**What you will do:** Rewrite the items as a numbered list, from the first line through the line containing "<point>449,384</point>", with both ends included and blank lines omitted. Leave the pictures out of the answer.

**Stored records:**
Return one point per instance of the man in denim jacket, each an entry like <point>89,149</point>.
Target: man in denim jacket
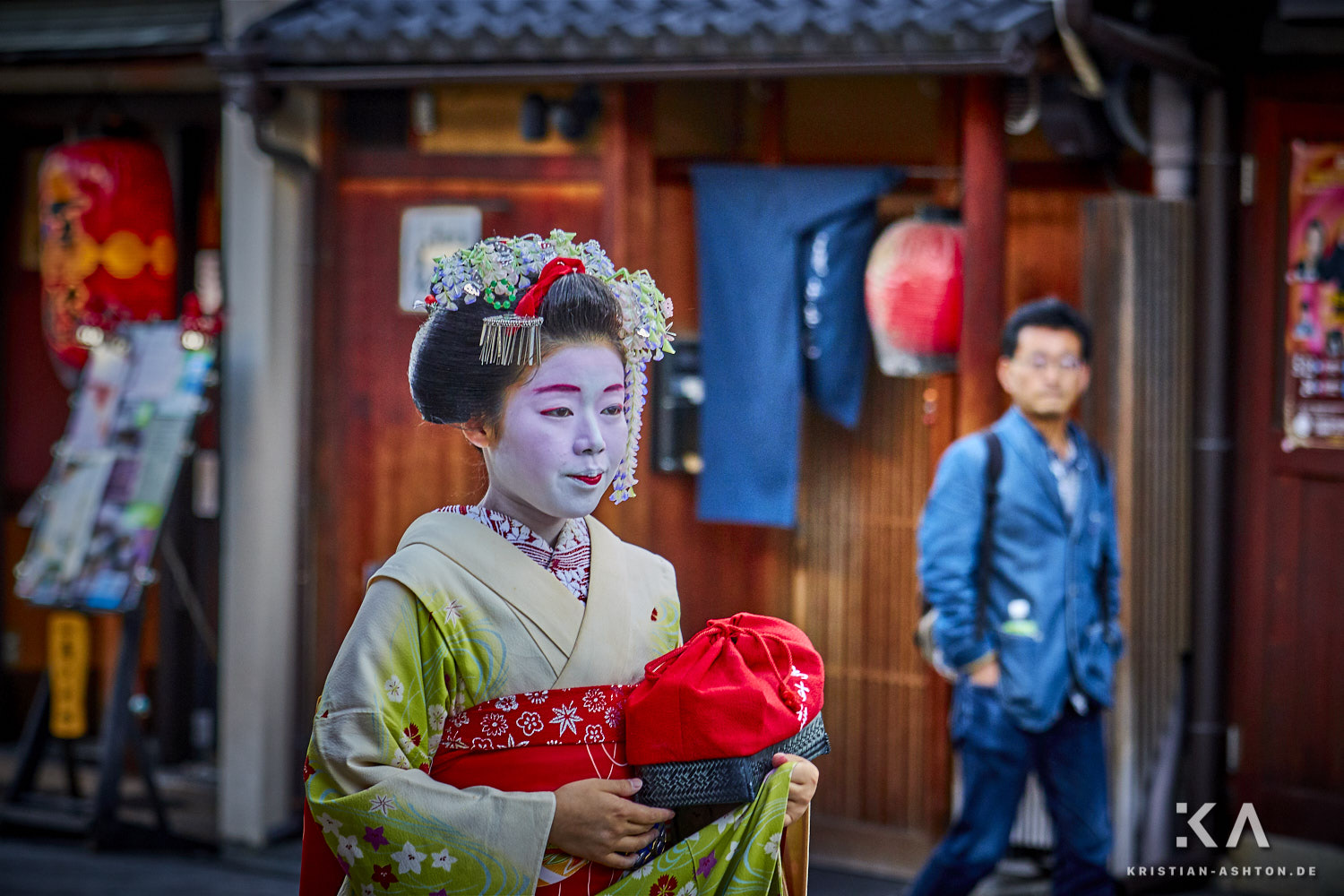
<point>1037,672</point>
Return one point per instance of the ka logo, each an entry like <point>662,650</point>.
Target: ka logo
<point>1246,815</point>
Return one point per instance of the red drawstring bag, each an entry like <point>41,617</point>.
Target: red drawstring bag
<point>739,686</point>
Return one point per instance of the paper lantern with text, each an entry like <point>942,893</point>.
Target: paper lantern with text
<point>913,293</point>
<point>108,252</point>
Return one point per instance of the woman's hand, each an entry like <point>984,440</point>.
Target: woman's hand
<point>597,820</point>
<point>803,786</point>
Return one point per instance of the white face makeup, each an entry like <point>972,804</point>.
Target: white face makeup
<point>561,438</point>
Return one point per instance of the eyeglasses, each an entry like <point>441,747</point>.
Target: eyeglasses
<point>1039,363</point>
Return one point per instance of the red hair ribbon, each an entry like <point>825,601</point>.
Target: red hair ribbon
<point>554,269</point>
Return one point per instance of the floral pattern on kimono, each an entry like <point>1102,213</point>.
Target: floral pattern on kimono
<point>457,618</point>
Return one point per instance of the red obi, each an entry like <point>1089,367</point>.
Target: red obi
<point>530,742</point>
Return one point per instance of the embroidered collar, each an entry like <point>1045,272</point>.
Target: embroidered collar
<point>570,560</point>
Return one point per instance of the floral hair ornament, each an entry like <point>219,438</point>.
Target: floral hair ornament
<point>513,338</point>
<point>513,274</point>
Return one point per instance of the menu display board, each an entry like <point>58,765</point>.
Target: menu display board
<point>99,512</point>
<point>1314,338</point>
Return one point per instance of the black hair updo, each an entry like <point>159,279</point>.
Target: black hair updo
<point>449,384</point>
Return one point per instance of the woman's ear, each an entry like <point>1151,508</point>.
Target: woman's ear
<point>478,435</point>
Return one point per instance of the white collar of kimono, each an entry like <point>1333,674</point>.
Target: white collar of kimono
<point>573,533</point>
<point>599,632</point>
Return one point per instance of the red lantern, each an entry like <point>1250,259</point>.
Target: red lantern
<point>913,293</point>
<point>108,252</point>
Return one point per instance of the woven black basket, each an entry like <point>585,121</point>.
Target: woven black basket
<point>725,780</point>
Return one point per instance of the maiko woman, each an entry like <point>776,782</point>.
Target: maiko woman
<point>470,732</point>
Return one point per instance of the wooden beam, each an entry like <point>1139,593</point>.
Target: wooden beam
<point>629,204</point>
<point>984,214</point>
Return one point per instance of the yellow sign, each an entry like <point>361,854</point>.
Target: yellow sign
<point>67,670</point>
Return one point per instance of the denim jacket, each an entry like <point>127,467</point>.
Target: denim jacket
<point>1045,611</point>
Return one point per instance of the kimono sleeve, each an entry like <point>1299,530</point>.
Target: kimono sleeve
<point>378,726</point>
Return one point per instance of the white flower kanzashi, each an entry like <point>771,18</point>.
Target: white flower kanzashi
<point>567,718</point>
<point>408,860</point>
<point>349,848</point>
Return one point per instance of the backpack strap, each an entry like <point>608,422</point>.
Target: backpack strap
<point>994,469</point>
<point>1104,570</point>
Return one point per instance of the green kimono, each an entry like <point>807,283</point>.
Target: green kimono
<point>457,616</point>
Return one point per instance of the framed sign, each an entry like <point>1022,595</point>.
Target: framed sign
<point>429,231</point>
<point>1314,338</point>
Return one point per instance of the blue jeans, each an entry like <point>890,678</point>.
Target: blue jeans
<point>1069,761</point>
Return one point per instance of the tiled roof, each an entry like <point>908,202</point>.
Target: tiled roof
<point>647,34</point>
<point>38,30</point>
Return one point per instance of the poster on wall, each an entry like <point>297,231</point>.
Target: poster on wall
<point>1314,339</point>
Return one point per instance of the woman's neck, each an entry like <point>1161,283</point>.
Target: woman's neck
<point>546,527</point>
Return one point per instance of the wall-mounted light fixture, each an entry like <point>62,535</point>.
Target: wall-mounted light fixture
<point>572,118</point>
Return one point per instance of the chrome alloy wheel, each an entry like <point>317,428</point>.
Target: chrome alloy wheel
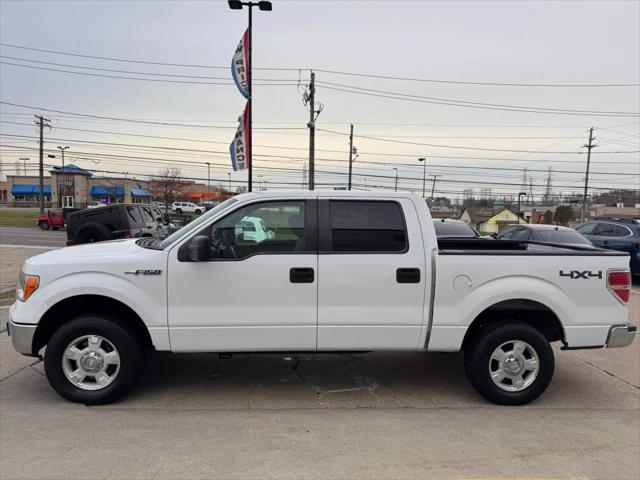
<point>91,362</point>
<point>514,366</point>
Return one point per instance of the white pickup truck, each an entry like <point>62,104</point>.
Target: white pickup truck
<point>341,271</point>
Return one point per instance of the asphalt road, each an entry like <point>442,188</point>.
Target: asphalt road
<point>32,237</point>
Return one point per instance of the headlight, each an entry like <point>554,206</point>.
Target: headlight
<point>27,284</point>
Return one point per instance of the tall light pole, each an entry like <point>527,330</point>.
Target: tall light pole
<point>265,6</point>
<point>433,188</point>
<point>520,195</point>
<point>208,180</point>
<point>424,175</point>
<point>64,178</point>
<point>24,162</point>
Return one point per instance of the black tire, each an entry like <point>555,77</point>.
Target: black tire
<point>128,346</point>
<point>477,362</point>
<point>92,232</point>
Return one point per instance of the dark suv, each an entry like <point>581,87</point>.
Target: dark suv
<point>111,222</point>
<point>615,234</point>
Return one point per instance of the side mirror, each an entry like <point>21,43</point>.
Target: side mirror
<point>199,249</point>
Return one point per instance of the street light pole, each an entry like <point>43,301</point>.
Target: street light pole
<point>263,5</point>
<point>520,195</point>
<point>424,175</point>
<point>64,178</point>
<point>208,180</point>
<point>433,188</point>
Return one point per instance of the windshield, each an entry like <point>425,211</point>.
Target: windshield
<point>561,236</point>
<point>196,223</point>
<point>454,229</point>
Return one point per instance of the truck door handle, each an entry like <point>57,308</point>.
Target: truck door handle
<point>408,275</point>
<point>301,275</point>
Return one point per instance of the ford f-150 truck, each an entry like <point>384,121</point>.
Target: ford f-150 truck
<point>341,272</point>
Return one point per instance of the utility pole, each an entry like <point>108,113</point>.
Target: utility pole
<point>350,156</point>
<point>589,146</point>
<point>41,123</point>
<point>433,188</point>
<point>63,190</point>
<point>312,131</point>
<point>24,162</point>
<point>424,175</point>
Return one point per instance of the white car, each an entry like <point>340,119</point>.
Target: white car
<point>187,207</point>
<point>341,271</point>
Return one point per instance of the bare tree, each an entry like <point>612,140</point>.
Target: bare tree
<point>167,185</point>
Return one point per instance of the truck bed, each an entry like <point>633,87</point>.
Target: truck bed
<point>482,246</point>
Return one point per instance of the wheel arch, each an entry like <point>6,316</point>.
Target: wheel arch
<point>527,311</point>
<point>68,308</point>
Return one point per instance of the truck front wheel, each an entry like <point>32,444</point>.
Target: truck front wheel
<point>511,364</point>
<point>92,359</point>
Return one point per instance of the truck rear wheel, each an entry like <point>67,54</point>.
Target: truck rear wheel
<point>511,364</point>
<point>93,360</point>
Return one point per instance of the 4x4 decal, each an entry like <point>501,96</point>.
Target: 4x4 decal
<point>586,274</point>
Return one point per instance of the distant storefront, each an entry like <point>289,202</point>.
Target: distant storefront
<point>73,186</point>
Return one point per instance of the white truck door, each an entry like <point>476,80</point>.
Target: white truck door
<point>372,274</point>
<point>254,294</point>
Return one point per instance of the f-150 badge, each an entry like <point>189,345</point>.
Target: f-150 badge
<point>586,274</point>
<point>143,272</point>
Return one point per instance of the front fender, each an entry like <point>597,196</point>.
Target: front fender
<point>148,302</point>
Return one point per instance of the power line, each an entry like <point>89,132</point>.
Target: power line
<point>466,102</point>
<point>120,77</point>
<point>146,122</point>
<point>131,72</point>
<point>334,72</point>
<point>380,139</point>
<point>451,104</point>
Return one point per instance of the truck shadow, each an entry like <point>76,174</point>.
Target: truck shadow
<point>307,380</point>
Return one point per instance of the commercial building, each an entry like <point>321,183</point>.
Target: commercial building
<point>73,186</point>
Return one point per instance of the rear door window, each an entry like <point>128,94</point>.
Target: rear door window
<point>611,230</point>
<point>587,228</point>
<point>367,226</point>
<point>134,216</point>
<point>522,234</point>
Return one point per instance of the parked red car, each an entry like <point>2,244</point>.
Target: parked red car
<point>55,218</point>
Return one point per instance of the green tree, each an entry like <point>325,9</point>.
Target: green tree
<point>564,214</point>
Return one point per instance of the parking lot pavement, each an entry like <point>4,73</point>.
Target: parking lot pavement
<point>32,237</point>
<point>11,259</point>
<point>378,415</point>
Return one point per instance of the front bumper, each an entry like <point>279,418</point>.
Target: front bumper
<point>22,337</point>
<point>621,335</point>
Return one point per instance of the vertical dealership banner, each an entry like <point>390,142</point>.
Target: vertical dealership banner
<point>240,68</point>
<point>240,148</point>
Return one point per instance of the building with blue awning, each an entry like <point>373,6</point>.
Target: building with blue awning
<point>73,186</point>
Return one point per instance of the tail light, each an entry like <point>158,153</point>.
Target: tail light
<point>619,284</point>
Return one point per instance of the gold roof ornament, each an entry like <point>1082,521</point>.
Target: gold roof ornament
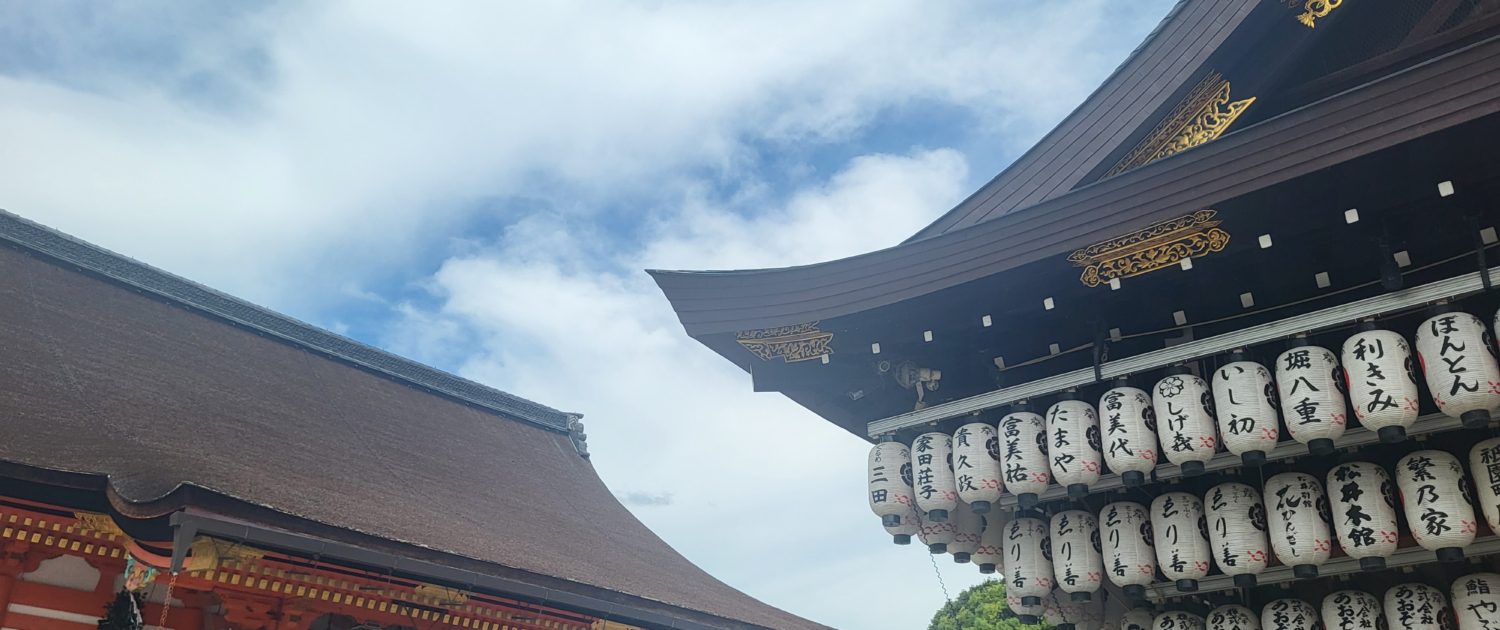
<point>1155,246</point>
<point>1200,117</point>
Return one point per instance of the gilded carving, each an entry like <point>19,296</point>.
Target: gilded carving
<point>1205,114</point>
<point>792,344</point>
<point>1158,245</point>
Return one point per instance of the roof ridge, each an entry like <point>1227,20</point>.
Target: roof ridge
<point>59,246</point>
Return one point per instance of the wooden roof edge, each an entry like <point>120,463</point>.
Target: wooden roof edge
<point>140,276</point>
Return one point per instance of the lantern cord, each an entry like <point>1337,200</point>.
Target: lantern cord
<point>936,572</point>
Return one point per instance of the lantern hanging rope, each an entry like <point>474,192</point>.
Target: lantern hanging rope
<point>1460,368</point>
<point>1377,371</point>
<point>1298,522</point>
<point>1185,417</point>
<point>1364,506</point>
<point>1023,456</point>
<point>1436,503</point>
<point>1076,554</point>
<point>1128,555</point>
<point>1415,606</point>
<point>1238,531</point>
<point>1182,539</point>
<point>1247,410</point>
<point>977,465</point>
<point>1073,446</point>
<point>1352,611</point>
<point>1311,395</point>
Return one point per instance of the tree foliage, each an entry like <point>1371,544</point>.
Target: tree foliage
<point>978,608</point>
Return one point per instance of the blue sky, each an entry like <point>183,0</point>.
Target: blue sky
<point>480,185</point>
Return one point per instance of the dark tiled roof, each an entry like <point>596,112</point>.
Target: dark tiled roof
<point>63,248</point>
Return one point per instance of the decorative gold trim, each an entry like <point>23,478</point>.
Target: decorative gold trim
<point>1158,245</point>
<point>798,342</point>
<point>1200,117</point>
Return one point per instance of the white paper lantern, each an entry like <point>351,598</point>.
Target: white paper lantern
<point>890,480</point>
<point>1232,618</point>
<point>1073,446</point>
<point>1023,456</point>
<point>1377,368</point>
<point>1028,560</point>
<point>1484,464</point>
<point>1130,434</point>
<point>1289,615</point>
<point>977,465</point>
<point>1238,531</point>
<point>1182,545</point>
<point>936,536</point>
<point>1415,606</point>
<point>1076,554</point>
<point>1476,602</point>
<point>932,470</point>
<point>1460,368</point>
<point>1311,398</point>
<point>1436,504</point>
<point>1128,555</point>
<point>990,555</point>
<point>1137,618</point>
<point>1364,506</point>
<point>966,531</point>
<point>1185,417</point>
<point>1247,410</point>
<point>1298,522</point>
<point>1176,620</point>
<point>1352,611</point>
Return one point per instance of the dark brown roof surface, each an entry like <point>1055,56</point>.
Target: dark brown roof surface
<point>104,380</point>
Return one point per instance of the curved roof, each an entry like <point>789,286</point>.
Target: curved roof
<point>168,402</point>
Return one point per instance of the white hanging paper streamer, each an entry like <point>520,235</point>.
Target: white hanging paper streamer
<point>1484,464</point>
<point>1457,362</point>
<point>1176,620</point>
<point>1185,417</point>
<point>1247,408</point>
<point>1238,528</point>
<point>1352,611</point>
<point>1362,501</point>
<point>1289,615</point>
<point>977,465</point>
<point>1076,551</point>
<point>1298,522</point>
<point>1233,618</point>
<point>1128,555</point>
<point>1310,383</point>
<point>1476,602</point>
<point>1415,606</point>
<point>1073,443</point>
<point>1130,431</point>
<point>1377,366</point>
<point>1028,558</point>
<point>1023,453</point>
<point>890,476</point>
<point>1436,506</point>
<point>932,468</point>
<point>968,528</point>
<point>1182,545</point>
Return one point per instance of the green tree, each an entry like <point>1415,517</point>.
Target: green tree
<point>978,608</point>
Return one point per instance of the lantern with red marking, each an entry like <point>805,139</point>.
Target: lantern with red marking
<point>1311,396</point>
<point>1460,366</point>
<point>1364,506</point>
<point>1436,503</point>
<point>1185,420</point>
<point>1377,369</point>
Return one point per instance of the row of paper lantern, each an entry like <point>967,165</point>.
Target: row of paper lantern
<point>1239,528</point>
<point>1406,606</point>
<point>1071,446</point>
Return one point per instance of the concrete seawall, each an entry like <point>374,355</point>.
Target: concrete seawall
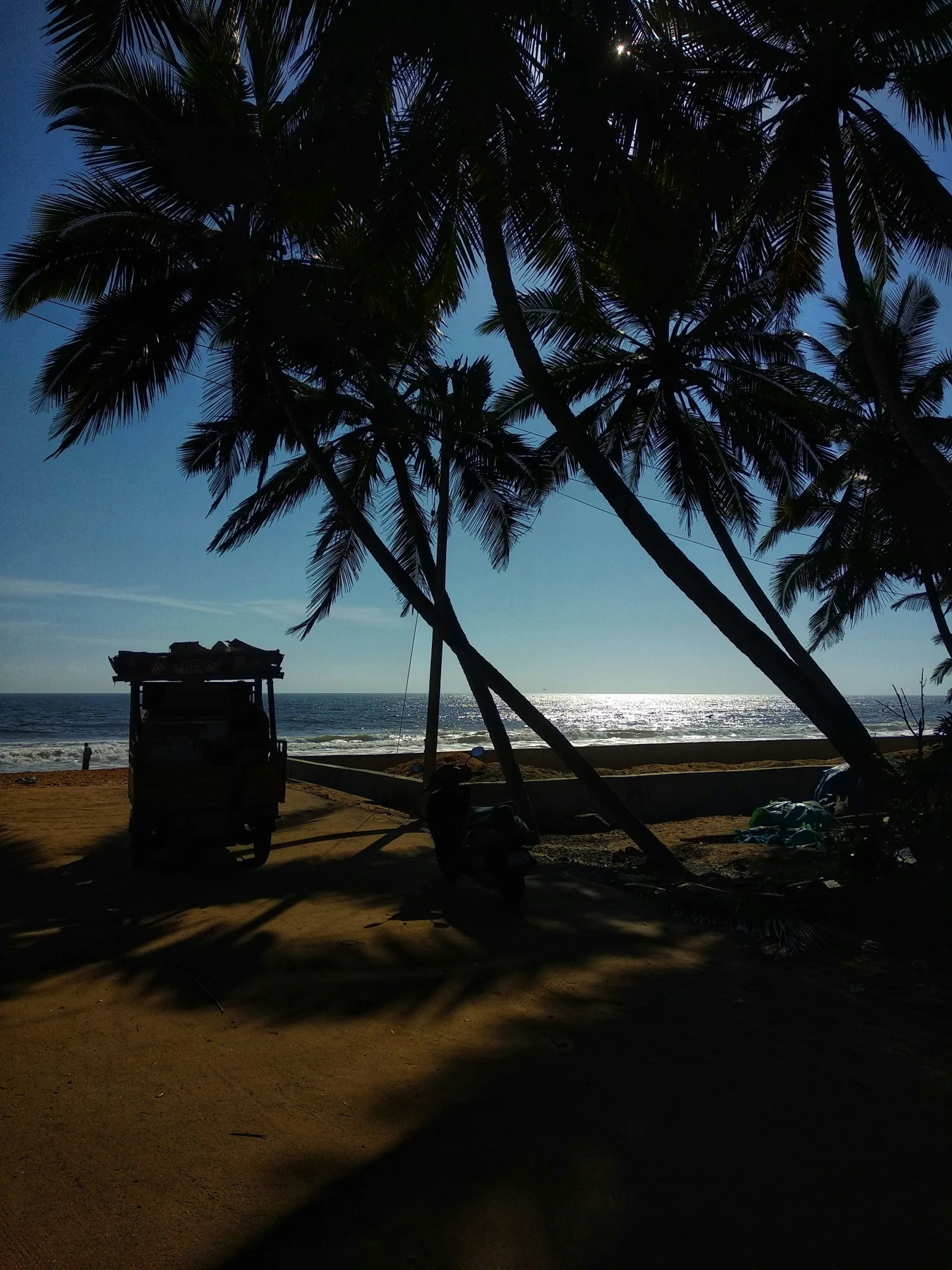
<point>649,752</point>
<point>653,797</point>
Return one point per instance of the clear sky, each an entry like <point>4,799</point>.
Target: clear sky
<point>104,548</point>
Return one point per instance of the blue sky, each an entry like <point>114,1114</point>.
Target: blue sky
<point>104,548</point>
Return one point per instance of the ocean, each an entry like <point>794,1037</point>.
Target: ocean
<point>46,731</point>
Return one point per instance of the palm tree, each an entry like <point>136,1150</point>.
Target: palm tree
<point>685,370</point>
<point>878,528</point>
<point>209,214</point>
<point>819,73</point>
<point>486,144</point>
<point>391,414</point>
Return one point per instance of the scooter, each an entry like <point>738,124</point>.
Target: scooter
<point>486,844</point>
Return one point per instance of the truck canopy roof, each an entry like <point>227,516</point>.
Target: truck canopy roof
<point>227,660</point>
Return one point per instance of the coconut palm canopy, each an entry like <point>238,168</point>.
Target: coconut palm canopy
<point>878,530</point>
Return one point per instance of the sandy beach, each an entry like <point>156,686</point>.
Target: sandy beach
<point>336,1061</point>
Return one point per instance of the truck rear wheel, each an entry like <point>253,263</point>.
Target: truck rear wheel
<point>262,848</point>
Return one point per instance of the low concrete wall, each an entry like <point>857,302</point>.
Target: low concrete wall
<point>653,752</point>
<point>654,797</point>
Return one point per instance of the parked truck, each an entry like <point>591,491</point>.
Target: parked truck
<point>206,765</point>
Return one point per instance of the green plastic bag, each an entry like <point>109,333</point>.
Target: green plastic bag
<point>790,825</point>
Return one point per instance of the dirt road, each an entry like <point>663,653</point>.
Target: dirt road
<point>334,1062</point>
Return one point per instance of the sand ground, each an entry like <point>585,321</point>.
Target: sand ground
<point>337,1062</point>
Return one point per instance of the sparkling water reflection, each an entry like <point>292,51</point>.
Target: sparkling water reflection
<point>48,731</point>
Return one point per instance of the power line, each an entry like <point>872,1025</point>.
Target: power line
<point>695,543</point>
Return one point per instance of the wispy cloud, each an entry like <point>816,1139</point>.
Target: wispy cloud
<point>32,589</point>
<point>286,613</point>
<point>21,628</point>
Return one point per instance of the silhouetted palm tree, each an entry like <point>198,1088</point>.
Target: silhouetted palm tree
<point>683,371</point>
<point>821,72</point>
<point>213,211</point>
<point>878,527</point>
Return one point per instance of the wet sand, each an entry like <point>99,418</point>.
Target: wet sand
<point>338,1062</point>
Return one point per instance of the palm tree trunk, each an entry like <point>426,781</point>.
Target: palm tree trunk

**Correct output:**
1. Return one point per instance of the man in denim jacket, each an entry like <point>89,149</point>.
2. Target: man in denim jacket
3. <point>1037,672</point>
4. Return one point per instance of the ka logo, each an entry like <point>662,650</point>.
5. Target: ka logo
6. <point>1246,815</point>
7. Return one point per instance of the red drawstring bag, each an entry like <point>41,617</point>.
8. Target: red drawstring bag
9. <point>739,686</point>
10. Return one point per instance of the paper lantern with text, each an entry like <point>942,893</point>.
11. Target: paper lantern with text
12. <point>913,293</point>
13. <point>108,252</point>
14. Return one point per instance of the woman's hand, each an entry like <point>984,440</point>.
15. Target: woman's hand
16. <point>597,820</point>
17. <point>803,786</point>
18. Return one point per instance of the white face makeup, each an entry like <point>972,804</point>.
19. Target: white face makeup
20. <point>561,438</point>
21. Return one point per instance of the eyeglasses, each an entry like <point>441,747</point>.
22. Target: eyeglasses
23. <point>1039,363</point>
24. Return one point per instance of the red hair ribbon, each an entry like <point>825,601</point>.
25. Target: red hair ribbon
26. <point>554,269</point>
27. Return one point per instance of the floral pattern on kimono, each an entry like <point>1102,213</point>.
28. Target: floral pattern on kimono
29. <point>457,618</point>
30. Return one point per instance of the red obi, each an entry like <point>1089,367</point>.
31. Target: red obi
32. <point>530,742</point>
33. Return one point per instance of the embroidered collar, each an entry like <point>1045,272</point>.
34. Target: embroidered collar
35. <point>570,560</point>
36. Return one point per instance of the floral hair ornament, each an entry like <point>219,438</point>.
37. Target: floral hair ornament
38. <point>513,338</point>
39. <point>513,274</point>
40. Return one point per instance of the menu display board, each an entry like <point>58,765</point>.
41. Target: menu display board
42. <point>99,512</point>
43. <point>1314,338</point>
44. Return one point per instance of the black hair updo, each an entry like <point>159,279</point>.
45. Target: black hair updo
46. <point>449,384</point>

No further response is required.